- Vorgegebener Text -
========

Aktionswoche „Es begann nicht am 7. Oktober“ des Kufiya-Netzwerks
Als PDF
Viele Fragen zu den Ereignissen vom 7. Oktober bleiben weiterhin ungeklärt, da Israel unabhängige Untersuchungen der Geschehnisse verweigert. Eine zusätzliche Herausforderung bei der Bewertung des 7. Oktober stellt die Berichterstattung internationaler, insbesondere westlicher Medien dar. Diese haben die Aussagen israelischer Behörden und unsicherer Quellen oft ungeprüft übernommen und zahlreiche Geschichten verbreitet, die sich im Nachhinein als falsch herausgestellt haben. Berichte und Aussagen über den Beschuss eigener Soldaten und Zivilisten durch die israelische Armee werden hingegen kaum beachtet.
Im Zusammenhang mit dem 7. Oktober muss von einer Propagandakampagne gesprochen werden, die einerseits dazu dient, den erbarmungslosen Rachefeldzug in Gaza zu rechtfertigen und andererseits das systematische Abschlachten der Palästinenser verschweigt, sodass der aktuell stattfindende Genozid keine Erwähnung findet. Deutsche Medien spielen in diesem Zusammenhang eine bedeutende Rolle bei der Rechtfertigung und Verschleierung des Völkermords an den Palästinensern, wie im folgenden Text erläutert wird.
Das ARD-Glossar zur Berichterstattung über den „Nahostkonflikt“
Am 18. Oktober 2023, nur elf Tage nach dem 7. Oktober, beschloss die ARD ein internes Glossar, das die Sprache der Redaktionen zum “Nahostkonflikt” regeln soll. Ziel ist es, die Berichterstattung zu vereinheitlichen und ein bestimmtes politisches Bild zu vermitteln.
Das Glossar weist darauf hin, dass Begriffe wie “Gewaltspirale” oder “Eskalation in Nahost” vermieden werden sollen, während stattdessen Formulierungen wie “Angriff aus Gaza auf Israel” oder “Terrorangriffe auf Israel” verwendet werden sollen. Dies zielt darauf ab, die Vorgeschichte des 7. Oktober, nämlich die völkerrechtswidrigen Angriffe auf Gaza (Blockade, regelmäßige Bombardierungen sowie die systematische Ermordung unter anderem von Frauen, Kindern, Journalisten und medizinischem Personal) zu verschweigen.

========

- Datenauszug -
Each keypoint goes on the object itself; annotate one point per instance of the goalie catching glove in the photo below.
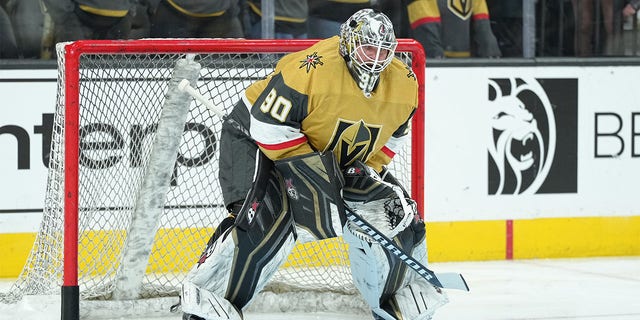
(381, 203)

========

- Auftrag A -
An welchem Datum hat die ARD laut dem vorgegebenen Text ihr internes Glossar beschlossen?
- Auftrag B -
Gib den Abschnitt des vorgegebenen Textes von „Im Zusammenhang mit“ bis „Text erläutert wird.“ erneut wieder und benenne dabei „Rachefeldzug“ in „Vergeltungsfeldzug“ um.

- Schriftliche Antwort A -
Am 18. Oktober 2023.

- Schriftliche Antwort B -
Im Zusammenhang mit dem 7. Oktober muss von einer Propagandakampagne gesprochen werden, die einerseits dazu dient, den erbarmungslosen Vergeltungsfeldzug in Gaza zu rechtfertigen und andererseits das systematische Abschlachten der Palästinenser verschweigt, sodass der aktuell stattfindende Genozid keine Erwähnung findet. Deutsche Medien spielen in diesem Zusammenhang eine bedeutende Rolle bei der Rechtfertigung und Verschleierung des Völkermords an den Palästinensern, wie im folgenden Text erläutert wird.